**Source**
■ ■ ■ ■ ■ ■ ■

Obviously I think highly of FDR.
But he was just a man and just a politician, the most brilliant politician to ever hold the office, which means he was the most gifted when it came to the art of the deal.
Roosevelt wheeled and dealed.
That's a way of saying he compromised.
A word that is synonymous in a lot of people's minds with "sold out."
Unfortunately, it real life it often does mean selling out some people.
FDR saved the United States. He made it a better place too. We love him for it now.
But how would we have felt if we---and apologies to my readers over 70, but by we here I mean those of us in the liberal blogosphere who were not alive or old enough to understand what was going on back then---were around to see him make deals with Big Business to get their support and trade away rights and opportunities for black Americans for the votes of Southern populist but racist politicians who were glad to embrace the New Deal but only for their white constituents? How would we have felt when he turned away Jewish refugees fleeing Hitler's Europe and ordered the internment of thousands of Japanese-Americans and then asked their sons to go fight and die for the country that did not trust their loyalty? What would we thought when the firestorms engulfed Tokyo and Dresden? And how would we have reacted when we learned what he'd given away to Stalin at Yalta and that the bombs that obliterated Hiroshima and Nagasaki were his legacies?
One of the only three great Presidents we've had and he failed us and himself and his God---FDR was a believer, by the way---so many times.
Look at what FDR did and look at what he did wrong and look at all he wasn't able to do.

■ ■ ■ ■ ■ ■ ■

**Given entries**

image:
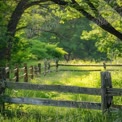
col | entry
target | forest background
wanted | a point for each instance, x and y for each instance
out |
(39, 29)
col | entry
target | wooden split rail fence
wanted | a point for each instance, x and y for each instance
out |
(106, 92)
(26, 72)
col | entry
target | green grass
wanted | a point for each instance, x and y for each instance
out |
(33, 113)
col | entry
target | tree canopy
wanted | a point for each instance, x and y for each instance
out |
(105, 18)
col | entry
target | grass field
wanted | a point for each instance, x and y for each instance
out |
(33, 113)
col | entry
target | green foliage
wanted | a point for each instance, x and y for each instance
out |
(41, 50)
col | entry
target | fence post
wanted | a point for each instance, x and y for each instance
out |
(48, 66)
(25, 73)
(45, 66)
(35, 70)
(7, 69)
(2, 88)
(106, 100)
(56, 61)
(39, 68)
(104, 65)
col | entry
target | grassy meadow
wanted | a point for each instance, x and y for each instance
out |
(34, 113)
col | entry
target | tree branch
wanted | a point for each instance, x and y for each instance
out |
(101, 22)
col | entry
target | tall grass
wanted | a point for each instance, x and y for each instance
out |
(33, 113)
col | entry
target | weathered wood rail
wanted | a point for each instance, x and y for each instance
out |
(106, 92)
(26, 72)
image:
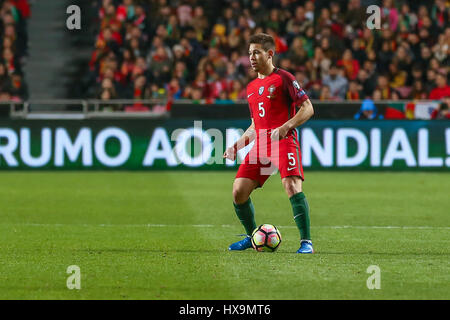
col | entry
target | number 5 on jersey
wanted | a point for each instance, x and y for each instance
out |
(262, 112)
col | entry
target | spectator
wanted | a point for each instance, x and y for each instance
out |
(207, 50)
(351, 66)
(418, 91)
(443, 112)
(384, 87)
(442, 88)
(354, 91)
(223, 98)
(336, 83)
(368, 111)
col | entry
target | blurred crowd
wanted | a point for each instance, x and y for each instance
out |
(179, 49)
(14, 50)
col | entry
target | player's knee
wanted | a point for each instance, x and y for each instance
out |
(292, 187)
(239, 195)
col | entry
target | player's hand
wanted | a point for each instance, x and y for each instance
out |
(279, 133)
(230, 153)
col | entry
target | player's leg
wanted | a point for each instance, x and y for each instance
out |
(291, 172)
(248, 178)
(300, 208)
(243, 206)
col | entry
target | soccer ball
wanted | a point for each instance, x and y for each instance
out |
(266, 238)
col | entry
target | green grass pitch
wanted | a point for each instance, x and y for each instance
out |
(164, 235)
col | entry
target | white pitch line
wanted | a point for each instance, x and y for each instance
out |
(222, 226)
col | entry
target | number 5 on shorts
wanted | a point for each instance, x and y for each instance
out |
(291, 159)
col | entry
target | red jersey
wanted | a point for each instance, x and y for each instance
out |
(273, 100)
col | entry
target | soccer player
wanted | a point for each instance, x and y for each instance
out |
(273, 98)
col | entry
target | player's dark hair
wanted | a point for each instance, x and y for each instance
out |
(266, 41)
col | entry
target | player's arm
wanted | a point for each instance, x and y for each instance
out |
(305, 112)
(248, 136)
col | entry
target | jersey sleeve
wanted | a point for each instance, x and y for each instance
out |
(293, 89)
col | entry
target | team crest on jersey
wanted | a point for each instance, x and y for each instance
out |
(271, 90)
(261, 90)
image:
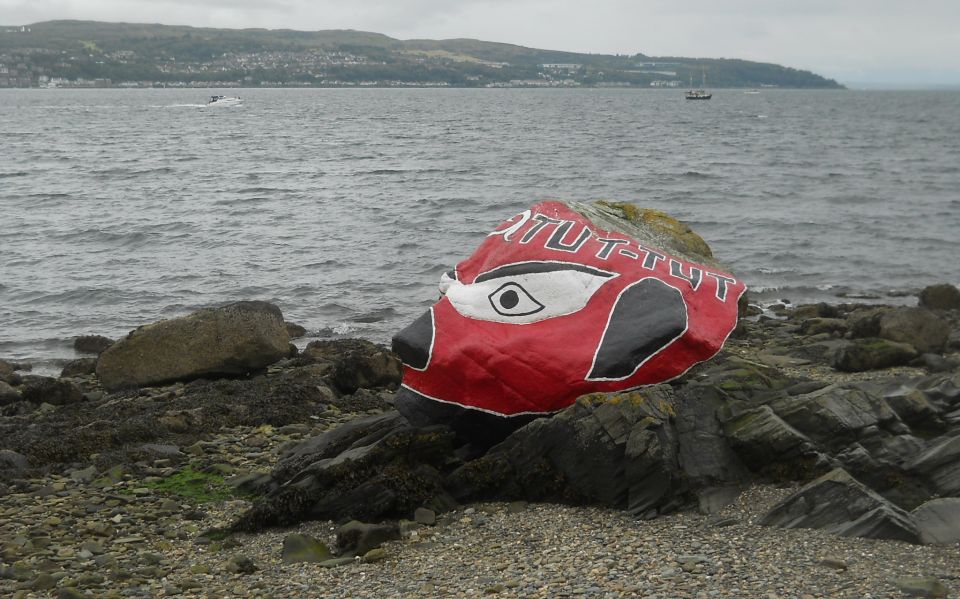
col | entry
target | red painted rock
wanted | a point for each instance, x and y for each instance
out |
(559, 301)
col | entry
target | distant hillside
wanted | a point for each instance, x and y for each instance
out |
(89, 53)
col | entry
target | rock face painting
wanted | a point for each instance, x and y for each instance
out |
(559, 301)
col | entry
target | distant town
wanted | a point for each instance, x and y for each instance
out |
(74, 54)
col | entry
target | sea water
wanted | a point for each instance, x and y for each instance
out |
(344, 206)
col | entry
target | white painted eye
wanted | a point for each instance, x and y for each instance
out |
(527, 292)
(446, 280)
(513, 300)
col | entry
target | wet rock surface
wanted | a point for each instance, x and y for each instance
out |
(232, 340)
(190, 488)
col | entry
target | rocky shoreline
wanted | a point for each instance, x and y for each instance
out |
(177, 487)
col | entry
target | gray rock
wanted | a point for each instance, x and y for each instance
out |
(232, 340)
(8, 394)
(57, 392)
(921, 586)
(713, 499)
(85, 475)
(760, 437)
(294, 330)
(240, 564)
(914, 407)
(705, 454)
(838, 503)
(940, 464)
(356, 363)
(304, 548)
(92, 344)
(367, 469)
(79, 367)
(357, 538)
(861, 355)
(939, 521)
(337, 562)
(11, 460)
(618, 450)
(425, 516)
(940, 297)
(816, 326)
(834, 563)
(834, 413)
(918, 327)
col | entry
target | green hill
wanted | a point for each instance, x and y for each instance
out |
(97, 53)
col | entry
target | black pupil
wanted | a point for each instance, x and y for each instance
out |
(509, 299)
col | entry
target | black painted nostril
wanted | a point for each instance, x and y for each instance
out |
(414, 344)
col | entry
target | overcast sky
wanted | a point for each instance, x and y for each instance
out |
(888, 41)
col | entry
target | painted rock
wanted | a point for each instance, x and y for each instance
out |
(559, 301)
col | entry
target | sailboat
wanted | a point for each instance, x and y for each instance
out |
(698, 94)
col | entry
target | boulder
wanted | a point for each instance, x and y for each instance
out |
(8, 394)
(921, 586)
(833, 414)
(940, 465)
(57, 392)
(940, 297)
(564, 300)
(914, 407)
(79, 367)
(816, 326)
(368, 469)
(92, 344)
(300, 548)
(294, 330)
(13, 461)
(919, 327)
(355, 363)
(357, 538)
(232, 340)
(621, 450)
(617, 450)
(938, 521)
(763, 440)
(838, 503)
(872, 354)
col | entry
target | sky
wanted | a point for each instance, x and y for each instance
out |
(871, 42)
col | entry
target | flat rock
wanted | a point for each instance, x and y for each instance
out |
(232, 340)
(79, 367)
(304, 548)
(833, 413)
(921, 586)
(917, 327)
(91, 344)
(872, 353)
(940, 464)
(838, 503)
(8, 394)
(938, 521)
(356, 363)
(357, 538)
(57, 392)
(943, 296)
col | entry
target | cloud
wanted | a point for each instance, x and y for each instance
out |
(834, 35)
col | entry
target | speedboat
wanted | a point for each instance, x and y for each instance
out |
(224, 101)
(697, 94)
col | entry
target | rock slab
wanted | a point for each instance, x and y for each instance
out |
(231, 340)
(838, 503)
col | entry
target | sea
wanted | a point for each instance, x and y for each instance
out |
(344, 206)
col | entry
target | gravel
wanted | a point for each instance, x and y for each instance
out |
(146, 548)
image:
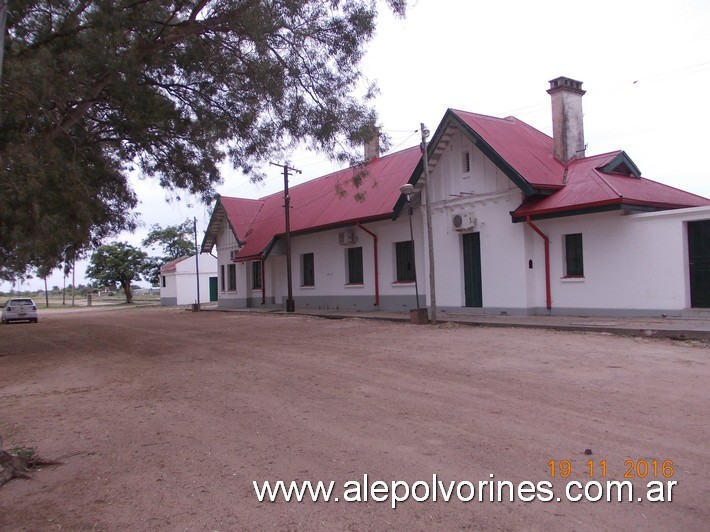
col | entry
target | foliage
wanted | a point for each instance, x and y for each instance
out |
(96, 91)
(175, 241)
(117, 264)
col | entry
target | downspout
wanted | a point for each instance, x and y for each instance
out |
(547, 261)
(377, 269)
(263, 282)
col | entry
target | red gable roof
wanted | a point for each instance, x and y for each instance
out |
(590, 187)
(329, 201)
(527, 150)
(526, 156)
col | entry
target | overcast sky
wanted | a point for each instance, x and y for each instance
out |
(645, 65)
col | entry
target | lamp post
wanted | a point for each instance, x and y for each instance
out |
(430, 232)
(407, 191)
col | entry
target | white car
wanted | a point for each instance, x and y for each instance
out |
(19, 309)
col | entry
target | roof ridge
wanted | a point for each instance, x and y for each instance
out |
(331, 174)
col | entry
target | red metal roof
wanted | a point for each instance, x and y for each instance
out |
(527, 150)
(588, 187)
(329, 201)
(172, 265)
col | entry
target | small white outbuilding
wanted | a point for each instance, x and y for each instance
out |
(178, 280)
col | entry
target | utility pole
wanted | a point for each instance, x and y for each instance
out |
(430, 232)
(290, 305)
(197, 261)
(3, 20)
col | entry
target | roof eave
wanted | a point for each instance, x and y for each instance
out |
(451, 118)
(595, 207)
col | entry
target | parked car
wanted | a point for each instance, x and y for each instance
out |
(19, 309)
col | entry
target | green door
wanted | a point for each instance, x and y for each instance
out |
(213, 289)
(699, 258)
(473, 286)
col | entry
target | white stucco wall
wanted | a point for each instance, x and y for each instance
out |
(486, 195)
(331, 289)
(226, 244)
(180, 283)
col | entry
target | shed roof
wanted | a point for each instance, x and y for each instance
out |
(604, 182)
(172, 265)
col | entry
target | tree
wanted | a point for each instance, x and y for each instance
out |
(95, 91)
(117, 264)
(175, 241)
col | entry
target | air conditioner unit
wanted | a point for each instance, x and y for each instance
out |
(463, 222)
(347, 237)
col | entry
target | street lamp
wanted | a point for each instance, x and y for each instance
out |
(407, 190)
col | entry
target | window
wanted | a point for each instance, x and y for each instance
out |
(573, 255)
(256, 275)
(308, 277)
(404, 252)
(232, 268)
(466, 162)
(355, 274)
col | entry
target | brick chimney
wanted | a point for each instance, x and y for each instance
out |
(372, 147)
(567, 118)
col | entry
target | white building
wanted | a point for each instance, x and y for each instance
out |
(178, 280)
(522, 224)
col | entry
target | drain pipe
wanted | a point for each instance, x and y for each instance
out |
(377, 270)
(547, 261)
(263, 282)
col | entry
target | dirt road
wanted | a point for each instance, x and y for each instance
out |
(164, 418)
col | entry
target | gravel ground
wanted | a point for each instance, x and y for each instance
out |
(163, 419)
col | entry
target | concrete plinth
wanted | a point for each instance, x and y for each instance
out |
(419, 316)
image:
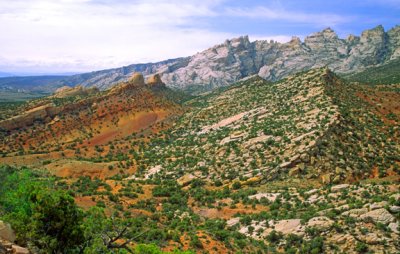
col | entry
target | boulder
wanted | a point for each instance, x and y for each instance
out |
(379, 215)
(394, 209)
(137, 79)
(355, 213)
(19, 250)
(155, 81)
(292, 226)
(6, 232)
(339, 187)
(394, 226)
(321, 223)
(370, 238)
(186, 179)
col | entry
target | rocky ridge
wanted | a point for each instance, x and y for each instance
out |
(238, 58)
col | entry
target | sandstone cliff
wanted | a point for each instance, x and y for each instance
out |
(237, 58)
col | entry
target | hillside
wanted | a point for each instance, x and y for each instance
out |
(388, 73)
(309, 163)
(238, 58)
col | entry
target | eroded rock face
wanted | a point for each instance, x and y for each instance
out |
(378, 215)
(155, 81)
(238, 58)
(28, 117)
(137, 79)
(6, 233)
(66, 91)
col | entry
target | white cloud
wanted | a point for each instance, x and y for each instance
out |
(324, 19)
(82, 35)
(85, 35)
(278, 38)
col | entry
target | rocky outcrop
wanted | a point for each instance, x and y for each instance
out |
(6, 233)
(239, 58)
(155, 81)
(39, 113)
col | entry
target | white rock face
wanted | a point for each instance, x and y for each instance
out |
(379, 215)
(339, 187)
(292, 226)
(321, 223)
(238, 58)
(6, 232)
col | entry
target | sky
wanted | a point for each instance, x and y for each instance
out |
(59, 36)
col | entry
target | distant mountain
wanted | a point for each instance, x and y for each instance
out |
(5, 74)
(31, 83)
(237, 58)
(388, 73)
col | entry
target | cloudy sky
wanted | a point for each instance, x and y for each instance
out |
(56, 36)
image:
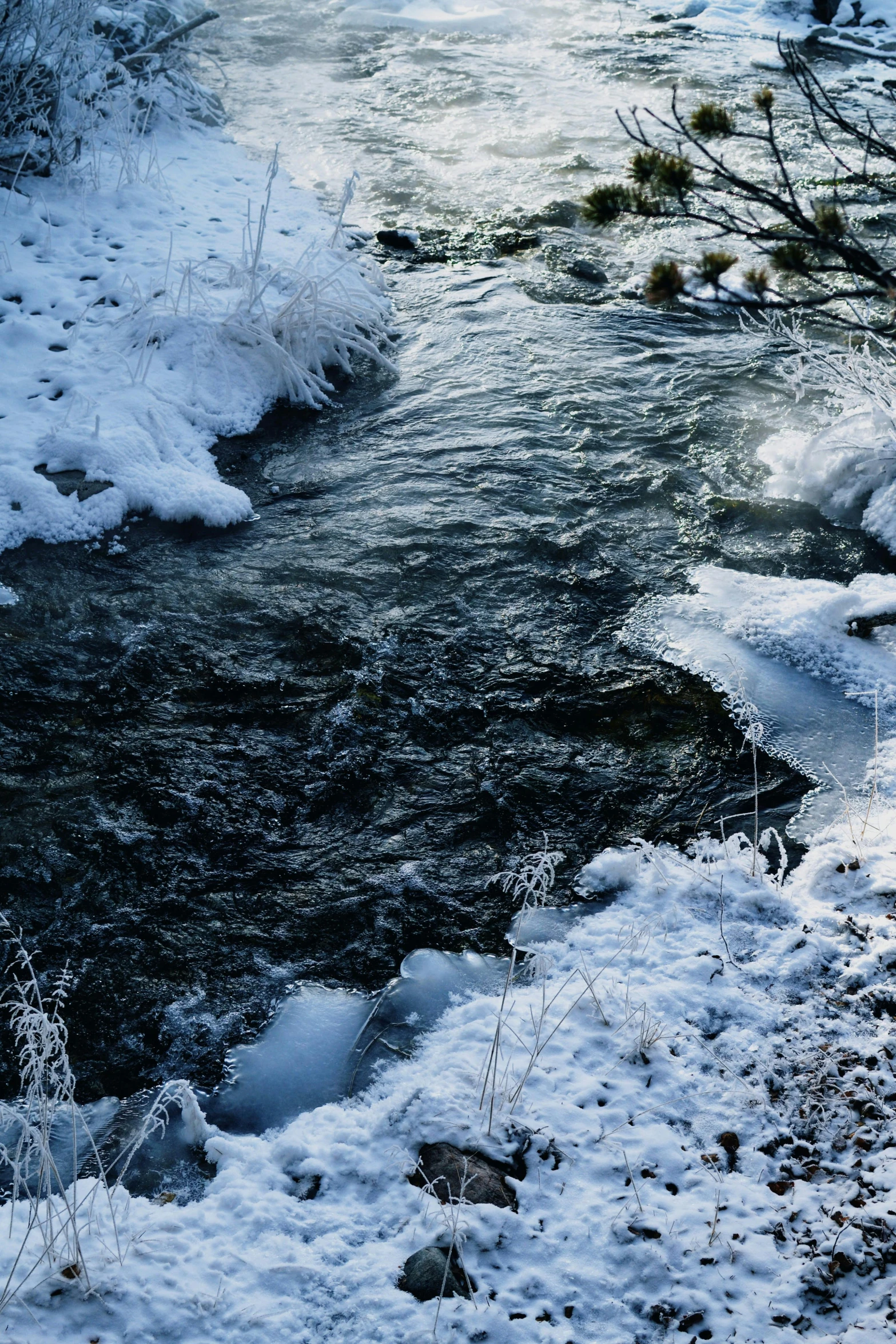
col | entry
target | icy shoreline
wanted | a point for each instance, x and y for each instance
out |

■ ■ ■ ■ ■ ■ ■

**The tasks**
A – Translate this sentence from the Roosevelt passage into Spanish: "Look at what FDR did and look at what he did wrong and look at all he wasn't able to do."
B – Answer these from the Roosevelt passage:
(i) What phrase does it say many people treat as synonymous with compromise?
(ii) Which two cities does it say were engulfed by firestorms?
(iii) To whom does it say FDR gave things away at Yalta?
C – Summarize the Roosevelt passage in two sentences.
The items are not needed for any of this.

**Responses for each task**
A – Fíjense en lo que hizo FDR, fíjense en lo que hizo mal y fíjense en todo lo que no pudo hacer.

B –
(i) "Sold out."
(ii) Tokyo and Dresden.
(iii) Stalin.

C – The writer thinks highly of FDR, calling him the most brilliant politician ever to hold the office and the man who saved the United States and made it better, but notes that his dealmaking meant compromise, which in real life often means selling some people out. The writer asks how liberal bloggers would have felt watching him trade away black Americans' rights for Southern votes, turn away Jewish refugees, intern Japanese-Americans, preside over the Tokyo and Dresden firestorms, give things away to Stalin at Yalta, and leave the bombing of Hiroshima and Nagasaki as his legacy, concluding that he was one of only three great Presidents yet failed many times.